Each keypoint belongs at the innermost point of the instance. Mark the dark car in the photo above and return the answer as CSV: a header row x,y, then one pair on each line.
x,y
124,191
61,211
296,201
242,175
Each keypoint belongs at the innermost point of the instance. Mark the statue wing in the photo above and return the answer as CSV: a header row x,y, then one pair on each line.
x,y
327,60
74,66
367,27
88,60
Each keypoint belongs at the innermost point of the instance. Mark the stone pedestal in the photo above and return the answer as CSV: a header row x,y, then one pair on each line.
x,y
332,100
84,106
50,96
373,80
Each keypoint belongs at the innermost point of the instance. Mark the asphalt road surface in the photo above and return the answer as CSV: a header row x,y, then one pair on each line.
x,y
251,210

*Your goal*:
Express every line of the rows above as a JSON list of strings, with one string per line and any blank lines omitted.

*Solution for this problem*:
[
  "Each keypoint belongs at the innermost point of the instance. Mark the dark car in the photo above and return the answer as CSV: a header row x,y, then one pair on each line.",
  "x,y",
  "124,191",
  "61,211",
  "296,201",
  "242,175",
  "Each keypoint belongs at the innermost point of the instance. Mark the statue wing in the photo above and return the answer as CSV: a header row x,y, then one pair on each line.",
  "x,y",
  "327,60",
  "74,66",
  "367,27",
  "88,60",
  "Each keypoint belongs at the innermost point of the instance. Mark the stone pedestal in the photo above and return the answer as CSV: a header row x,y, then one pair on each line.",
  "x,y",
  "332,100",
  "84,106",
  "50,96",
  "373,80",
  "Each keypoint belongs at the innermost point of the instance. Mark the asphalt road surface in the photo above and return the answer as CSV: a header row x,y, then one pair on each line.",
  "x,y",
  "251,210"
]